> _Written request_
Please recast every line of the material below as a Markdown table with the columns No. and Text, one numbered row per line and blank lines omitted.

==========

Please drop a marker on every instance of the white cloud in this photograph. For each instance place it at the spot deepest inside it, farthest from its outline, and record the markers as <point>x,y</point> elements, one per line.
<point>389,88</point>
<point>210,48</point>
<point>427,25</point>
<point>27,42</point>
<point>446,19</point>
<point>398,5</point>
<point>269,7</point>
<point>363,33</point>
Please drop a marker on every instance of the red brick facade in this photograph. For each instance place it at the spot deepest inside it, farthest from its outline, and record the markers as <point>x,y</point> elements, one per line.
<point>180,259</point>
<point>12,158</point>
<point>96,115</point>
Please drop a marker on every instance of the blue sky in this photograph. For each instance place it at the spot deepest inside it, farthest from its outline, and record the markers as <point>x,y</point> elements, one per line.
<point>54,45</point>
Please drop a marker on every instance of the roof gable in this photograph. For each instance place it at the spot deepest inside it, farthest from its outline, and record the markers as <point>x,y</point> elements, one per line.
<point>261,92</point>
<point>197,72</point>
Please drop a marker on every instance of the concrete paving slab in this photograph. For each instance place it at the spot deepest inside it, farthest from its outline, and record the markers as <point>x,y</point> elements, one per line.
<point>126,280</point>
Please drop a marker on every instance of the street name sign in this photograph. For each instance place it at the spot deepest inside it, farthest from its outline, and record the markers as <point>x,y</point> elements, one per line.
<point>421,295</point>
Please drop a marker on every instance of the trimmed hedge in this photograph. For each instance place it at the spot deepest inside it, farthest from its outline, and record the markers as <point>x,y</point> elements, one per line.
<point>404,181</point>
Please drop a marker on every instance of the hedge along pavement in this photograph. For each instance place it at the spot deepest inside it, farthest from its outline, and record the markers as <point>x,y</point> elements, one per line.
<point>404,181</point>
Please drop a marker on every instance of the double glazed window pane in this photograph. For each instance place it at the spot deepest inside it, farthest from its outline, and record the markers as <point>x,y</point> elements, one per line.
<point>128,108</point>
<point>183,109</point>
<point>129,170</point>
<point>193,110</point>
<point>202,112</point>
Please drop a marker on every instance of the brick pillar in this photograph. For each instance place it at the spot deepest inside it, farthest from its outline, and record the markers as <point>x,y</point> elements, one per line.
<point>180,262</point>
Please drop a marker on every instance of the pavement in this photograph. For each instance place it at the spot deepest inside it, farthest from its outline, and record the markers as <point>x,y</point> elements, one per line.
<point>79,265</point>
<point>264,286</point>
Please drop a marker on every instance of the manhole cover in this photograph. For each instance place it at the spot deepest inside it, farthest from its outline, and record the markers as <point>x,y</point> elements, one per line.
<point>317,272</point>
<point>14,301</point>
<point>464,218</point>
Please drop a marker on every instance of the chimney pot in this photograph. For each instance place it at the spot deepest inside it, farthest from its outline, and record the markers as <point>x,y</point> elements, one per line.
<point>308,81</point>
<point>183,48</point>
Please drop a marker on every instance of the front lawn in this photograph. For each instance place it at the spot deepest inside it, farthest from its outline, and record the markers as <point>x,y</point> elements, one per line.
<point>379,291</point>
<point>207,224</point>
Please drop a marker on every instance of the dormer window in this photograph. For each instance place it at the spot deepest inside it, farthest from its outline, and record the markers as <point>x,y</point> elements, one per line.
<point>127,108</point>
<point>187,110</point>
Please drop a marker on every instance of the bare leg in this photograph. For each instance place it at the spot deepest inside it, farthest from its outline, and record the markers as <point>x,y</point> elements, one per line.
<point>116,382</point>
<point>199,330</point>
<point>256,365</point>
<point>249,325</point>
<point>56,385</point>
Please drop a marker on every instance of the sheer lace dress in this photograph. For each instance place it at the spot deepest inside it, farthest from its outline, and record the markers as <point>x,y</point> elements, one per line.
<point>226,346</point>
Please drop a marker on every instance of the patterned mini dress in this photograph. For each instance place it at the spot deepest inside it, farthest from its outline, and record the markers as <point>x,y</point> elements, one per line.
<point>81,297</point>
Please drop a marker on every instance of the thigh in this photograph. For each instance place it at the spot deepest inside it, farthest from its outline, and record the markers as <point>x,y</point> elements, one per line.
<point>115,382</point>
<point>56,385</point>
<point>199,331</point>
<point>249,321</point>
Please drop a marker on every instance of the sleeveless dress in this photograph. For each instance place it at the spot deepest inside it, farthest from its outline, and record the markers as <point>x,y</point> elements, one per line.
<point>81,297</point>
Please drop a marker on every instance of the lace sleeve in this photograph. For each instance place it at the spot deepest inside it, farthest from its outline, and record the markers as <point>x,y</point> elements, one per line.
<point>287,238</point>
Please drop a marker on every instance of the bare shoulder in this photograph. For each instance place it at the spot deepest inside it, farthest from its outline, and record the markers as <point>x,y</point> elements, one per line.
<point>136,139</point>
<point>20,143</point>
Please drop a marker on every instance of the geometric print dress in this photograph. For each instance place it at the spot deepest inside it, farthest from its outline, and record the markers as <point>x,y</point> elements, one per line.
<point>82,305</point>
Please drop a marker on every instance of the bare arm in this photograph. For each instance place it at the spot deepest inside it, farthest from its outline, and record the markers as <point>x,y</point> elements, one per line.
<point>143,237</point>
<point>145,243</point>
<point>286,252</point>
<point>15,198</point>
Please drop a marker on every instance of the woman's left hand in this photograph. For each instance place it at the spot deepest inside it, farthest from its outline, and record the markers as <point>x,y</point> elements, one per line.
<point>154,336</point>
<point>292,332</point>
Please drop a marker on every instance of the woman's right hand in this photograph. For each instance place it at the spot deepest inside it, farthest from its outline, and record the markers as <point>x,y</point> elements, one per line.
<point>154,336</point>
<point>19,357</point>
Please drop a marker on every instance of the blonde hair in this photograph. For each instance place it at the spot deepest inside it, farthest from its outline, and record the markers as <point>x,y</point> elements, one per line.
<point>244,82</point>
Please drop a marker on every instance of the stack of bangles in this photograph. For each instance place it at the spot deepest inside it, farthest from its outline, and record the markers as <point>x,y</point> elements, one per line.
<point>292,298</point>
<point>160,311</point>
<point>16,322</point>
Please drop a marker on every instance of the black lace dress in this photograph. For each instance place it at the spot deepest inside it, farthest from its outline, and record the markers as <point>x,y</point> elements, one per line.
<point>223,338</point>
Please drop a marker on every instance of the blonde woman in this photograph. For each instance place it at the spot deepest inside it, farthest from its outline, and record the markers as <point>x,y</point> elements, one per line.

==========

> _The reply_
| No. | Text |
|---|---|
| 1 | Please drop a marker on every instance of the white cloud in this photograph. For each instance place it at the spot deepest inside it, farthest from its outline, and record the markers as <point>x,y</point> elements, one per line. |
| 2 | <point>389,88</point> |
| 3 | <point>210,48</point> |
| 4 | <point>427,25</point> |
| 5 | <point>27,42</point> |
| 6 | <point>446,19</point> |
| 7 | <point>398,5</point> |
| 8 | <point>269,7</point> |
| 9 | <point>363,33</point> |
| 10 | Please drop a marker on every instance of the red brick facade in this photograph. For each instance place it at the spot deepest inside it, farthest from its outline, and record the markers as <point>x,y</point> elements, one per line. |
| 11 | <point>180,259</point> |
| 12 | <point>12,158</point> |
| 13 | <point>96,115</point> |
| 14 | Please drop a marker on every instance of the blue sky in this photograph. For each instance place it at the spot deepest inside it, farthest from its outline, and record the markers as <point>x,y</point> elements, one per line. |
| 15 | <point>54,45</point> |
| 16 | Please drop a marker on every instance of the roof gable in this photograph. For each instance place it at the spot deepest inside it, farthest from its outline, and record the markers as <point>x,y</point> elements, one per line. |
| 17 | <point>261,92</point> |
| 18 | <point>197,72</point> |
| 19 | Please drop a marker on every instance of the concrete paving slab in this photograph. For each instance place it at the spot deepest inside it, farthest from its outline, and record the markers as <point>x,y</point> elements, one per line. |
| 20 | <point>126,280</point> |
| 21 | Please drop a marker on every instance of the street name sign in this photograph. For each instance place it at the spot deepest inside it, farthest from its outline, and record the markers as <point>x,y</point> elements, one per line. |
| 22 | <point>421,295</point> |
| 23 | Please drop a marker on every instance of the trimmed hedge in this photograph. For each instance place it at the spot deepest inside it, farthest from its outline, and record the markers as <point>x,y</point> elements, one per line. |
| 24 | <point>404,181</point> |
| 25 | Please drop a marker on every instance of the hedge along pavement in this photograph. For each instance place it at the spot deepest inside it, farthest from its outline, and record the markers as <point>x,y</point> elements, one per line. |
| 26 | <point>404,181</point> |
| 27 | Please drop a marker on every instance of the double glazed window pane in this photograph. For each instance place it at the spot deepest inside it, farthest from its outline, and record the markers as <point>x,y</point> elements, one per line. |
| 28 | <point>128,108</point> |
| 29 | <point>183,109</point> |
| 30 | <point>129,170</point> |
| 31 | <point>193,110</point> |
| 32 | <point>202,112</point> |
| 33 | Please drop a marker on every instance of the brick pillar in this photograph. For each instance place it at the spot deepest inside it, farthest from its outline, and record the markers as <point>x,y</point> elements, one per line. |
| 34 | <point>180,262</point> |
| 35 | Please drop a marker on every instance of the pavement in this photograph. For each instance place it at the spot deepest inside it, farthest from its outline, and record the markers as <point>x,y</point> elements, one per line. |
| 36 | <point>79,265</point> |
| 37 | <point>264,286</point> |
| 38 | Please drop a marker on every instance of the manhole cover in this photograph. For each instance place it at the spot deepest inside it, farthest from its outline, and record the markers as <point>x,y</point> elements, one per line. |
| 39 | <point>317,272</point> |
| 40 | <point>14,301</point> |
| 41 | <point>464,218</point> |
| 42 | Please drop a marker on every instance of the chimney pot in this photograph. For each instance place it at the spot deepest inside it, farthest from its outline, and record the markers as <point>x,y</point> elements, one per line. |
| 43 | <point>308,81</point> |
| 44 | <point>183,48</point> |
| 45 | Please drop a marker on every instance of the front lawn in this photograph. For each instance place it at the spot deepest inside it, farthest from its outline, and record the markers as <point>x,y</point> elements, one per line. |
| 46 | <point>379,291</point> |
| 47 | <point>207,224</point> |
| 48 | Please drop a marker on every instance of the dormer window in this photograph. For each instance place it at the spot deepest inside it, farthest from its outline, and record the markers as <point>x,y</point> elements, one per line. |
| 49 | <point>127,108</point> |
| 50 | <point>187,110</point> |
| 51 | Please drop a marker on every instance of the bare leg in this photograph. For each instance place it at the spot deepest inside it, farthest from its outline, and record the markers as <point>x,y</point> elements, one per line. |
| 52 | <point>116,382</point> |
| 53 | <point>199,330</point> |
| 54 | <point>256,365</point> |
| 55 | <point>249,325</point> |
| 56 | <point>56,385</point> |
| 57 | Please drop a marker on every instance of the sheer lace dress in this photograph. For each instance place it at the spot deepest inside it, farthest from its outline, and record the markers as <point>x,y</point> elements, one per line. |
| 58 | <point>226,346</point> |
| 59 | Please drop a marker on every instance of the patterned mini dress in this photograph. For each instance place it at the spot deepest inside it, farthest from its outline, and record the markers as <point>x,y</point> elements, one per line. |
| 60 | <point>81,297</point> |
| 61 | Please drop a marker on every instance of the thigh in this photograph. For each instance place it at the spot deepest inside it, farthest from its outline, and record the markers as <point>x,y</point> elements, one per line. |
| 62 | <point>115,382</point> |
| 63 | <point>56,385</point> |
| 64 | <point>199,331</point> |
| 65 | <point>249,321</point> |
| 66 | Please drop a marker on every instance of the sleeveless dress in this photograph. For each instance place it at the spot deepest inside it, farthest from its outline, and record the markers as <point>x,y</point> elements, one per line. |
| 67 | <point>81,297</point> |
| 68 | Please drop a marker on every instance of the lace sleeve in this photograph. For each instance place it at the spot deepest inside it, farthest from its outline, and record the markers as <point>x,y</point> elements, one per line. |
| 69 | <point>287,238</point> |
| 70 | Please drop a marker on every instance of the bare shoulder in this photograph. For each instance place it at the spot deepest inside it, farthest from its outline, and record the markers as <point>x,y</point> elements, one per line. |
| 71 | <point>136,139</point> |
| 72 | <point>20,143</point> |
| 73 | Please drop a marker on every instance of the geometric print dress in this photograph. For each instance place it at the spot deepest inside it, farthest from its outline, and record the markers as <point>x,y</point> elements, one per line. |
| 74 | <point>82,305</point> |
| 75 | Please drop a marker on every instance of the bare arm in this photograph. For each instance place it at the spot deepest inside it, farthest from its outline, and record the markers as <point>x,y</point> elements, one per line. |
| 76 | <point>143,237</point> |
| 77 | <point>145,243</point> |
| 78 | <point>286,252</point> |
| 79 | <point>15,198</point> |
| 80 | Please drop a marker on every instance of the woman's left hand in this photograph. For each instance place it at the spot deepest inside it, farthest from its outline, and record the markers as <point>x,y</point> elements, one per line. |
| 81 | <point>154,336</point> |
| 82 | <point>292,332</point> |
| 83 | Please drop a marker on every instance of the woman's right hand in this photograph. For each instance place it at the spot deepest inside it, farthest from its outline, and record the markers as <point>x,y</point> elements, one per line. |
| 84 | <point>154,336</point> |
| 85 | <point>19,357</point> |
| 86 | Please drop a marker on every instance of the blonde hair in this photograph. For each instance place it at the spot deepest inside it, farthest from its outline, and record the markers as <point>x,y</point> elements, one per line. |
| 87 | <point>244,82</point> |
| 88 | Please drop a marker on every instance of the stack of bangles in this photograph. For each instance place it at the spot deepest inside it, farthest from its outline, and record the markers as <point>x,y</point> elements, one per line. |
| 89 | <point>292,298</point> |
| 90 | <point>160,311</point> |
| 91 | <point>16,322</point> |
| 92 | Please drop a marker on every instance of the black lace dress in this photograph. For each instance place it at the spot deepest inside it, farthest from its outline, and record the markers as <point>x,y</point> elements, one per line. |
| 93 | <point>223,338</point> |
| 94 | Please drop a marker on every instance of the blonde woman in this photograph. For each instance place it at the spot deepest inside it, farthest from its outline, and record the markers as <point>x,y</point> elements, one per line. |